## Begin Dataset extract

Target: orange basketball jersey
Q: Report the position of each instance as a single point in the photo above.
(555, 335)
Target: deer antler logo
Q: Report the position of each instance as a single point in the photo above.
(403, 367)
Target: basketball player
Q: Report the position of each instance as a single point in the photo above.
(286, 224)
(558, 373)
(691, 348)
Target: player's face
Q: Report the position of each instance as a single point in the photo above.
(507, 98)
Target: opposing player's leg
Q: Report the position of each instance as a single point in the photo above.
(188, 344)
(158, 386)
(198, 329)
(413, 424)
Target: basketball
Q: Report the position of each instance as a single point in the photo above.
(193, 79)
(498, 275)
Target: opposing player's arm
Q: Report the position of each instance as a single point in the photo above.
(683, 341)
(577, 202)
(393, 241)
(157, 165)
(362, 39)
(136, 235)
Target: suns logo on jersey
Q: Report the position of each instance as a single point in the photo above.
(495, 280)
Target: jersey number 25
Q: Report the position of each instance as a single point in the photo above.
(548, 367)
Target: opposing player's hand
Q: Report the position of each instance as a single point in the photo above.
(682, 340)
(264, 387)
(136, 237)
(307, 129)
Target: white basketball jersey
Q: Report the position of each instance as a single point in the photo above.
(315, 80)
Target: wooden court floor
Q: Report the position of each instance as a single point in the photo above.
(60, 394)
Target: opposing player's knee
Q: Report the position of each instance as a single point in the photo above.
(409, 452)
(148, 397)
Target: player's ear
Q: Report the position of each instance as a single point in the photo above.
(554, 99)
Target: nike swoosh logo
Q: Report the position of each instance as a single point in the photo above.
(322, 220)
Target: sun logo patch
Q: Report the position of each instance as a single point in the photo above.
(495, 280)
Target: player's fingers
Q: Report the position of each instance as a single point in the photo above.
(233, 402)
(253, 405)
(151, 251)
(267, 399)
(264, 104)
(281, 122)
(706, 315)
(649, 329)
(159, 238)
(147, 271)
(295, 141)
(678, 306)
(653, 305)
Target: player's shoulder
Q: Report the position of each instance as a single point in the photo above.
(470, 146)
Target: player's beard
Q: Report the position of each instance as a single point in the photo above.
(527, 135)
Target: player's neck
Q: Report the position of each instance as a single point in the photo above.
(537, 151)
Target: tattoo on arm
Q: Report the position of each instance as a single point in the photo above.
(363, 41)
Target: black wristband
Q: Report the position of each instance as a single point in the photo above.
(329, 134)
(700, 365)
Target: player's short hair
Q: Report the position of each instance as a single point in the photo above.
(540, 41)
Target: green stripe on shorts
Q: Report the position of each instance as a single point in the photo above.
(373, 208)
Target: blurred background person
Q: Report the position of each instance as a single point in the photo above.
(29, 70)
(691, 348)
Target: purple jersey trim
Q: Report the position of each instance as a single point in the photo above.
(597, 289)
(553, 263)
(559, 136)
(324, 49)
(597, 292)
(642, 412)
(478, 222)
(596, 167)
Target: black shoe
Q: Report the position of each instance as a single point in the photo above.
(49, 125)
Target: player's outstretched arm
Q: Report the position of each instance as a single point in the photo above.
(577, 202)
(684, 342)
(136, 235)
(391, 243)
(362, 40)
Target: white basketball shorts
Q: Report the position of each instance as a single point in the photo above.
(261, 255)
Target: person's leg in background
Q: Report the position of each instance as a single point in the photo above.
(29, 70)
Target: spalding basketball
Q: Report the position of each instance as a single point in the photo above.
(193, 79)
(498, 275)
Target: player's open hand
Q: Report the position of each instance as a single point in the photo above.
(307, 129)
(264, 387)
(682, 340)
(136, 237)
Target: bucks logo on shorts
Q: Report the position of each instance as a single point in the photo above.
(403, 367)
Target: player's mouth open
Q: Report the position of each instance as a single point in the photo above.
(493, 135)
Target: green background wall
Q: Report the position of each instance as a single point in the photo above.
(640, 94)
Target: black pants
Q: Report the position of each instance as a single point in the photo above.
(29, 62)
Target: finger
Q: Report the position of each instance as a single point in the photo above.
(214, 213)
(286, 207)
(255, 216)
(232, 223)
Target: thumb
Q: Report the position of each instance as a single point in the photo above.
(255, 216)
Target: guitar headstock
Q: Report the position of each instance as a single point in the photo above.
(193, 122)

## End Dataset extract

[Task requirements]
Reproduce the entries above in full, verbatim.

[Answer to the problem]
Target: orange basketball jersey
Q: Report the position of each instance as a single point in the photo above.
(555, 335)
Target: deer antler logo
Q: Report the position of each instance as a single point in the photo above.
(403, 367)
Target: basketball player
Q: Report the position of each instance as a single point in the photo above.
(286, 224)
(558, 373)
(691, 348)
Target: player's face
Q: Report the position of each instance as a single point in the photo above.
(507, 98)
Target: opposing player's leg
Q: Report the position of each instance as a single point in the photo above.
(188, 344)
(158, 386)
(198, 329)
(413, 424)
Target: basketball
Q: Report the position of each instance as a single point in the photo above.
(193, 79)
(498, 275)
Target: opposing player's arm
Q: Report the position of each instance as a single point in the photo above.
(683, 341)
(577, 202)
(393, 241)
(157, 165)
(362, 39)
(136, 235)
Target: suns logo on jersey
Q: Report the position of each instance as a single point in the photo above.
(495, 280)
Target: jersey number 25
Q: Report the position of each instance as a single point in the photo above.
(548, 367)
Target: opposing player's hand
Q: Report the position of each instance as a single point in the photo above.
(682, 340)
(264, 387)
(136, 237)
(307, 129)
Target: white basketball jersey
Q: Report the position of each instance as a single point in the photo above.
(315, 80)
Target: wooden court floor
Q: Report the position of each instance as a single point in the photo above.
(60, 394)
Target: opposing player's knee
Q: Report the position of each instance as a single point in the photo above.
(409, 452)
(148, 397)
Target: player's ear
Q: Report the position of each instance as a single point in the photo above.
(554, 99)
Target: nike swoosh logo
Q: Report the position of each instance as a single point in the photo above.
(322, 220)
Target: sun logo patch
Q: Report the position of each instance as a single point in the photo above.
(495, 280)
Target: player's fingers
Q: Report the position of each instance as a single point in the photo above.
(233, 402)
(253, 405)
(151, 251)
(267, 399)
(264, 104)
(281, 122)
(706, 315)
(649, 329)
(159, 238)
(147, 271)
(295, 141)
(678, 306)
(653, 305)
Target: player's shoulder
Q: Report the position of each instance as a single point in the photo above.
(470, 146)
Target: player's beard
Q: Report the position of each instance as a single point in the photo above.
(527, 135)
Target: player's neck
Q: Report the position of each instance as a single point in the photo above.
(537, 151)
Target: tattoo on arm
Q: Report the position of each instance as a single point in the photo above.
(363, 41)
Target: black wristband
Q: Report the position of each instance as a single point in the photo above.
(329, 134)
(700, 365)
Target: player's short hair
Q: Report the position of each instance as a single point in the photo above.
(540, 41)
Target: green stripe on shorts
Q: Report the position of each instance as a single point in the photo above.
(373, 208)
Target: blurred background person
Q: Report the position of each instance as a single point in the photo above.
(29, 70)
(691, 348)
Target: purple jersey trim
Q: Report the position of each instance as a single point in the photo above.
(597, 289)
(553, 263)
(559, 136)
(324, 49)
(597, 292)
(642, 412)
(478, 222)
(596, 167)
Target: black shoe
Q: Report the position of each instance as a single point in the photo above.
(49, 125)
Target: player's outstretched arm
Q: Report the position of each instance as a single point in the photo above.
(577, 202)
(684, 342)
(136, 235)
(391, 243)
(362, 40)
Target: white basketball shorts
Q: Report the position of each instance as a single point in the photo above.
(261, 255)
Target: person's leg in background
Q: Report the position of each instance as a single point in the photo above.
(29, 70)
Target: spalding basketball
Q: Report the position of each instance as a single point in the photo above.
(193, 79)
(498, 275)
Target: player's open hand
Q: Report the position of each instance as a single point in the photo above.
(307, 129)
(264, 387)
(682, 340)
(136, 237)
Target: bucks logo on shorts
Q: Report the position of each instance as a single point in the photo above.
(403, 367)
Target: player's mouth open
Q: Report the position of each instance as a single point in the photo above.
(493, 135)
Target: green background wall
Q: Report the position of each instance as a single point in the photo above.
(640, 94)
Target: black pants
Q: Report the position of each instance as a single point in the photo above.
(29, 62)
Target: finger
Q: Report the position of each instance as a single point in the photo above.
(214, 213)
(286, 207)
(255, 216)
(232, 223)
Target: thumb
Q: Report the position of each instance as a single point in the photo above.
(255, 216)
Target: guitar headstock
Q: Report the position of each instance as a single point in the photo above.
(193, 122)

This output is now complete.